*** Opening of TEXT PASSAGE ***

Coming soon to Nottingham: Cryptology

cryptologyNottingham will shortly get its third exit game! Opening on the 8th of June, Cryptology will be situated in the city centre, between the Old Market and Lace Market tram stops. Locals will apparently know its location as “thirty seconds from the Left Lion” (oh, that explains it) – another way of putting it is “just down the road from the Five Guys“. The location will be opening with two exit games, both of which take teams of two to five players and have time limits of an hour.

One of the games is named Cypherdyne and concerns a fictional modern technology company of the same name. “You and your team are completing your first day at your new job at Cypherdyne. What seems like a normal induction takes an unexpected turn. Can you and your team pass the test to become an honorary employee?

If your heart races more for historical scenarios than modern-day ones, perhaps The Crypt is more for you. “Pharaoh Rameses has sent you and your peers to The Crypt where you will starve. Some of his minions are sympathisers and have given you the means to escape. Can you and your team unshackle and free yourselves before the guard comes to make their first inspection?” It is not yet clear how literally the word “unshackle” should be taken, but anything is possible!

*** Close of TEXT PASSAGE ***
*** Opening of PROVIDED DATA ***

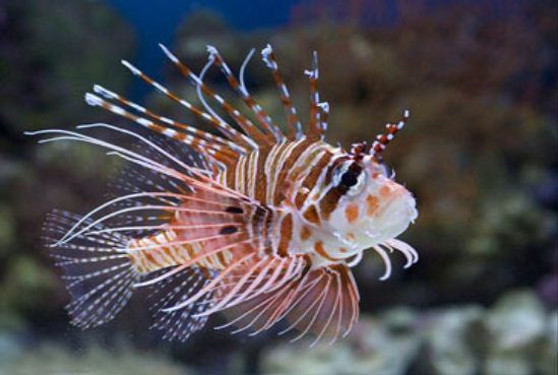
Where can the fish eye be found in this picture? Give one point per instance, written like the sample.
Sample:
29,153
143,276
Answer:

*** Close of PROVIDED DATA ***

§ **QUESTIONS**:
- a) According to the article about Cryptology, on what date does it open in Nottingham?
- b) Reproduce the part of the Cryptology article between "One of the games" and "an honorary employee?", inclusive.
- c) Write the next part of the article about the new Cryptology exit games in Nottingham, starting after its final sentence.

§ **ACTIVITY ANSWERS**:
- a) The 8th of June.

- b)
One of the games is named Cypherdyne and concerns a fictional modern technology company of the same name. “You and your team are completing your first day at your new job at Cypherdyne. What seems like a normal induction takes an unexpected turn. Can you and your team pass the test to become an honorary employee?

- c)
As well as featuring two exit games, the site is also set to host Detective City Tours for groups. Here you can “Discover a different side of Nottingham with a Detective City Tour. Answer riddles, solve puzzles, track locations, map out the crime: discover Nottingham’s secrets. An interactive, clue-solving mystery based in and around Nottingham city centre. The tour will take between 2-3 hours to complete. Fancy yourself as Sherlock Holmes?” The link between exit games and detective tours has always seemed like an intuitive one to this site; Bath Escape have done something similar and it seems like a tie-up that would have a good crossover.

The exit games are charged at £40/team to £75/team depending on team size, the detective tours are a flat fee of £30/team. Lots more fun to be had in an increasingly busy city!